* [Aim of the exercise]
Answer these questions from the Neo4j query thread:
1. What does the asker say the :CATEGORIZED_AS relationship stands for in the real schema?
2. What problem does the asker report when the query runs the second match?
3. Which clause does the reply call "your friend here"?

* [Passage shown]
(begin)

I've tried queries along the lines of
match (p:Person)-[:OWNS]-(b:Book)-[:CATEGORIZED_AS]-(c:Category)
where person.name in []
with p, b, c
match (p)-[:OWNS]-(b2:Book)-[:CATEGORIZED_AS]-(c2:Category)
with p, b, c, b2
return p.name, b.name, c.name,
count(distinct b) as count_books_in_category,
count(distinct b2) as count_books_total
But the query plan is absolutely horrible when trying to do the second match. I've tried to figure out different ways to write the query so that I can do the two different counts, but haven't figured out anything other than doing two matches. My schema isn't really about people and books. The :CATEGORIZED_AS relationship in my example is actually a few different relationship options, specified as [:option1|option2|option3]. So in my 2nd match I repeat the relationship options so that my total count is constrained by them.
Ideas? This feels similar to Neo4j - apply match to each result of previous match but there didn't seem to be a good answer for that one.
UNWIND is your friend here. First, calculate the total books per person, collecting them as you go.
Then unwind them so you can match which categories they belong to.
Aggregate by category and person, and you should get the number of books in each category, for a person
match (p:Person)-[:OWNS]->(b:Book)
with p,collect(b) as books, count(b) as total
with p,total,books
unwind books as book
match (book)-[:CATEGORIZED_AS]->(c)
return p,c, count(book) as subtotal, total

(end)

* [Records]
(begin)

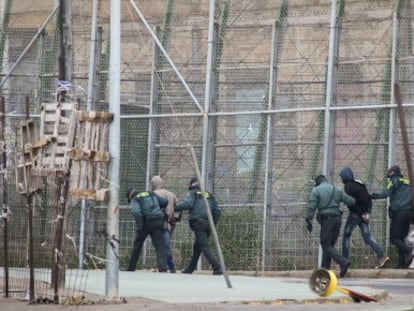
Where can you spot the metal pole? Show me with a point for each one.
(29, 45)
(112, 246)
(207, 94)
(406, 145)
(210, 220)
(5, 212)
(89, 106)
(329, 85)
(167, 57)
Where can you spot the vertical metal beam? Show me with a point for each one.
(277, 43)
(393, 115)
(112, 246)
(406, 144)
(329, 127)
(27, 48)
(92, 58)
(5, 17)
(164, 52)
(5, 206)
(89, 106)
(152, 122)
(65, 57)
(208, 97)
(329, 133)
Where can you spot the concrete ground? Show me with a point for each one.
(203, 291)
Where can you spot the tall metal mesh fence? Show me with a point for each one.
(271, 97)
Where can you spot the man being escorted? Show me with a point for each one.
(359, 215)
(171, 217)
(199, 224)
(326, 198)
(146, 207)
(399, 211)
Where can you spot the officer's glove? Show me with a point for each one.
(366, 217)
(309, 225)
(173, 222)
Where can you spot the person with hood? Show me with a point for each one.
(359, 215)
(326, 198)
(171, 217)
(399, 211)
(146, 208)
(199, 224)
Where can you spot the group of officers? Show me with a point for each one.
(156, 213)
(325, 199)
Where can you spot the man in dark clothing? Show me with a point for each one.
(171, 217)
(326, 198)
(359, 214)
(146, 207)
(398, 190)
(199, 224)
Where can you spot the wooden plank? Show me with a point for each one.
(95, 116)
(87, 194)
(89, 155)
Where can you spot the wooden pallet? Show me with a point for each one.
(90, 156)
(57, 134)
(26, 183)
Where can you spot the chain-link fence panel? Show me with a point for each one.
(291, 96)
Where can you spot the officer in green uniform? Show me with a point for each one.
(398, 190)
(199, 224)
(326, 198)
(146, 208)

(end)

* [Solution for this exercise]
1. A few different relationship options, specified as [:option1|option2|option3].
2. The query plan is absolutely horrible.
3. UNWIND.